● DOCUMENT
──────

Studio album by John Abercrombie
- Released: 1994
- Recorded: July 1993
- Studio: Rainbow, Oslo, Norway
- Genre: Jazz
- Length: 68:16
- Label: ECM
- Producer: Manfred Eicher

John Abercrombie chronology
| November (1993) | Speak of the Devil (1994) | Tactics (1997) |

= Speak of the Devil (John Abercrombie album) =

Speak of the Devil is an album by jazz guitarist John Abercrombie with organist Dan Wall and drummer Adam Nussbaum, recorded in 1993 and released by ECM Records in 1994.

==Reception==

The AllMusic review by Michael G. Nastos stated, "Though While We're Young was a definitive recording for Abercrombie's vaunted trio, this CD simply offers a different slant. It's the sign of a group either in transition of evolution, and whatever the case, it's an intriguing step for these three uncanny sonic explorers". The Penguin Guide to Jazz gave the album 3 stars, stating, "It must have been fun to play, but there is too little for the listener to get a purchase on".

──────

● WHAT THIS TASK INVOLVES
Reproduce the passage of the album article starting at "Speak of the Devil is" and ending at "Records in 1994.". The data that follows was drawn from a separate source.

● DATASET CONTENT

──────

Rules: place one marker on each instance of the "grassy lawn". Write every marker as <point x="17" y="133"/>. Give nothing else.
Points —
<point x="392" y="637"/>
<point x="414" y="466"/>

──────

● WORKED SOLUTION
Speak of the Devil is an album by jazz guitarist John Abercrombie with organist Dan Wall and drummer Adam Nussbaum, recorded in 1993 and released by ECM Records in 1994.